WHAT THE TASK ASKS>
Set down exactly each line of the entries below, beginning at the one that contains "Note to the class: point out the floor" and ending at the last, and no others.
### ENTRIES SHOWN ###
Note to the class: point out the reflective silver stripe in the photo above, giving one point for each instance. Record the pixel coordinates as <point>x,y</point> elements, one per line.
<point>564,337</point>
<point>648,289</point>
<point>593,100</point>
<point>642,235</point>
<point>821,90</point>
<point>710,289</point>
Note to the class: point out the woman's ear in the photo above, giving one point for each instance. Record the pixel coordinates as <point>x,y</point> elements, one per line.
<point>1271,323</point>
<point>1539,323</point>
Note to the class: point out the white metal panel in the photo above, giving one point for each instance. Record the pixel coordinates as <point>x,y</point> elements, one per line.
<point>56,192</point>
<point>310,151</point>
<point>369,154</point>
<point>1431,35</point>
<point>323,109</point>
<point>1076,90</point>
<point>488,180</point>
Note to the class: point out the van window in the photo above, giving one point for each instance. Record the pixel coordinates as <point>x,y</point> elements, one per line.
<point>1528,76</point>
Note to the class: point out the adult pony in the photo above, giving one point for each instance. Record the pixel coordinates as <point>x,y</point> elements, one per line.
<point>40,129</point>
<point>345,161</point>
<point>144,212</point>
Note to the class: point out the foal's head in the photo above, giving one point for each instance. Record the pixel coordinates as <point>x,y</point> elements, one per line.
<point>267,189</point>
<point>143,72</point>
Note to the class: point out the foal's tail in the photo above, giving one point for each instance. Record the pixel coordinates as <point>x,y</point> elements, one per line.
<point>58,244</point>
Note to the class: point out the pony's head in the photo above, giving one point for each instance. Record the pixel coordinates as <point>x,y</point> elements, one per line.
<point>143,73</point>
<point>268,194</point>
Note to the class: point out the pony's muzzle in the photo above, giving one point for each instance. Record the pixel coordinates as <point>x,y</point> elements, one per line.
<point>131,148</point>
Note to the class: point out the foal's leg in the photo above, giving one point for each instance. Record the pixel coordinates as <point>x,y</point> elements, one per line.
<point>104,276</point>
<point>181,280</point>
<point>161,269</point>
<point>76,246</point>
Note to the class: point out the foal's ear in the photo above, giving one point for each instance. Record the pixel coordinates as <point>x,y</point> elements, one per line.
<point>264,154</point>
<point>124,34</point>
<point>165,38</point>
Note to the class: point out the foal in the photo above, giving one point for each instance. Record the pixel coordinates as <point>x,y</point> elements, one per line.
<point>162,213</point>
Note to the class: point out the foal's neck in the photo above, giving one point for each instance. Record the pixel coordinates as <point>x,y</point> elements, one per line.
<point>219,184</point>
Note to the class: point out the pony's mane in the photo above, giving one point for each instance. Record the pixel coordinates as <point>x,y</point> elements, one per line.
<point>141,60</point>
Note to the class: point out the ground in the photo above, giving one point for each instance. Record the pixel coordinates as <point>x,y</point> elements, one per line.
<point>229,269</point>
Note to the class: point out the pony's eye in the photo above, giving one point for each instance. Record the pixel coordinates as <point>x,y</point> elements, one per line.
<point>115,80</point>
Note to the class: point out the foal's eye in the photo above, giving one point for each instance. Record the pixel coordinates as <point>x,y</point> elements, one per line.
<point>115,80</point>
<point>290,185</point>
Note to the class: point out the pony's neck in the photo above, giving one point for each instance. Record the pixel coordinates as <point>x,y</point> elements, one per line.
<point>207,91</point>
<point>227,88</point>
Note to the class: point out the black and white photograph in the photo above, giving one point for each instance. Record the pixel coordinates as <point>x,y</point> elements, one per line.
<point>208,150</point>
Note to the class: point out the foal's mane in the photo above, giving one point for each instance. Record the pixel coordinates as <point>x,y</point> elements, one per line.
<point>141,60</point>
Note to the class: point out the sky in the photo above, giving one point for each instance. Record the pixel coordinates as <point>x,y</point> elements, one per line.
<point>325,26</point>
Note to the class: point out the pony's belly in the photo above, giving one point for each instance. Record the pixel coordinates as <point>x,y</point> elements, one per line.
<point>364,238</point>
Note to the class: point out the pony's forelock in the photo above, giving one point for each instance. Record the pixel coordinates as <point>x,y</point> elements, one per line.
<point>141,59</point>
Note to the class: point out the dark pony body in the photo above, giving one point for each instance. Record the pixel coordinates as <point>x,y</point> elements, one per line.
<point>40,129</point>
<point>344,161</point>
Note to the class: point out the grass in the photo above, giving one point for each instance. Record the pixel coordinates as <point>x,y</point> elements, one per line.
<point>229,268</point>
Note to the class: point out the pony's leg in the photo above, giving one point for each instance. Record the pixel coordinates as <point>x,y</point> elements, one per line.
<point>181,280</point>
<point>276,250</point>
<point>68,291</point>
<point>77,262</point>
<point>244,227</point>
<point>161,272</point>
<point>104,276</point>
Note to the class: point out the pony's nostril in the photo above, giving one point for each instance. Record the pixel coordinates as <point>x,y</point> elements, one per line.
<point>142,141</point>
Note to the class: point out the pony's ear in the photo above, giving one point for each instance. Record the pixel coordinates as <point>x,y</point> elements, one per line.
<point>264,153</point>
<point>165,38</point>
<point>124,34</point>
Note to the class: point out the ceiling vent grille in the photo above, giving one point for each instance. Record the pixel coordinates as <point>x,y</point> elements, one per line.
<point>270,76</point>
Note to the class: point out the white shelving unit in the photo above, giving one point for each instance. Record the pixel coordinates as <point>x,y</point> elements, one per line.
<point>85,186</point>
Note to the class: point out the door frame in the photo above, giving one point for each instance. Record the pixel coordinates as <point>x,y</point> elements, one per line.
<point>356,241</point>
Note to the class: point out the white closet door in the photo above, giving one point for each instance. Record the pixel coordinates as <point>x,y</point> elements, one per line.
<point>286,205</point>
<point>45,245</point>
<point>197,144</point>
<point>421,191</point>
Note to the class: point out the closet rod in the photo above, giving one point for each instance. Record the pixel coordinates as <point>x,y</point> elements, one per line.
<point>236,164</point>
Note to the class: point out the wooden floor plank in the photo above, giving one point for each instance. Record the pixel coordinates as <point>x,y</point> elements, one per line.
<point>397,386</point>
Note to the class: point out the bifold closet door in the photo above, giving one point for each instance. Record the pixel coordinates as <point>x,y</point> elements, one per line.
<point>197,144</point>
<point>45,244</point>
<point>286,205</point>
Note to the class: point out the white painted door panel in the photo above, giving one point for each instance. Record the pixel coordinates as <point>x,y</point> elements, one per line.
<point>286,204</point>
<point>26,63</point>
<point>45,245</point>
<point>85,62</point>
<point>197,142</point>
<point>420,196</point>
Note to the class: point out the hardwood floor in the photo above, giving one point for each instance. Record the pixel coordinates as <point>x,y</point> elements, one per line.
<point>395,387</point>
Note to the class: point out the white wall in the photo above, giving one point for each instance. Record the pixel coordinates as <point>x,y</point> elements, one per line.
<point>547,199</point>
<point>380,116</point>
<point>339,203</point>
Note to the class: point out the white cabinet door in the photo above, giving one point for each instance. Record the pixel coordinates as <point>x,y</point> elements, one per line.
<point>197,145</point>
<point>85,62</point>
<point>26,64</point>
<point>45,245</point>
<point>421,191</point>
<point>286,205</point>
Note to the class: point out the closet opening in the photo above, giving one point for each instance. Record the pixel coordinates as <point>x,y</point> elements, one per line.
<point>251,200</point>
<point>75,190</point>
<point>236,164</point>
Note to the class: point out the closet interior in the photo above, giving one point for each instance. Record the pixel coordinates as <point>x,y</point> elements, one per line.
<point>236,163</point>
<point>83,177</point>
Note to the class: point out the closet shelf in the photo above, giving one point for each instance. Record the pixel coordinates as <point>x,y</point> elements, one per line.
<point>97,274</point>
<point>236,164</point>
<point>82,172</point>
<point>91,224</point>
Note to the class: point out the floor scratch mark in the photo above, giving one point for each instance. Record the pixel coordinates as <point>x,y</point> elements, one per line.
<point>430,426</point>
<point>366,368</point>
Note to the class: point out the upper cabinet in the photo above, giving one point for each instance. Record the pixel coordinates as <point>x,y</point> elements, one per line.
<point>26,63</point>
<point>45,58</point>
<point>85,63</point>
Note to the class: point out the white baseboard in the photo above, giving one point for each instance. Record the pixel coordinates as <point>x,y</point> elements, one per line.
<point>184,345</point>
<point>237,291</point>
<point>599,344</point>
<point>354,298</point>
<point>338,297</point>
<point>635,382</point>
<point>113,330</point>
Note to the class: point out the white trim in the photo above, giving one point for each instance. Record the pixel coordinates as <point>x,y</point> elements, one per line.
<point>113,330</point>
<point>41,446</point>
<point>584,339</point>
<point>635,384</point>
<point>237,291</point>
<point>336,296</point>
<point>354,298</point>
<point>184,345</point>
###
EXPECTED ANSWER>
Note to the class: point out the floor scratch mark in the photo above, giving one point for each instance. Record the pixel coordinates as <point>x,y</point> elements, one per line.
<point>430,426</point>
<point>366,368</point>
Note to the class: point out the upper cabinet in the photo above, giving one point for each instance. Record the pixel coordinates as <point>x,y</point> elements, one per line.
<point>26,63</point>
<point>45,58</point>
<point>85,63</point>
Note to the class: point out the white baseboard in the photo above, giving one point for each instance. Record the pixel coordinates as <point>x,y</point> elements, one per line.
<point>184,345</point>
<point>237,291</point>
<point>599,344</point>
<point>354,298</point>
<point>338,297</point>
<point>635,382</point>
<point>113,330</point>
Note to the class: point out the white trim in the photo above, giving one point for each instance. Record the pixel coordinates as <point>x,y</point> elements, one per line.
<point>113,330</point>
<point>41,446</point>
<point>584,339</point>
<point>635,384</point>
<point>237,291</point>
<point>336,296</point>
<point>354,298</point>
<point>184,345</point>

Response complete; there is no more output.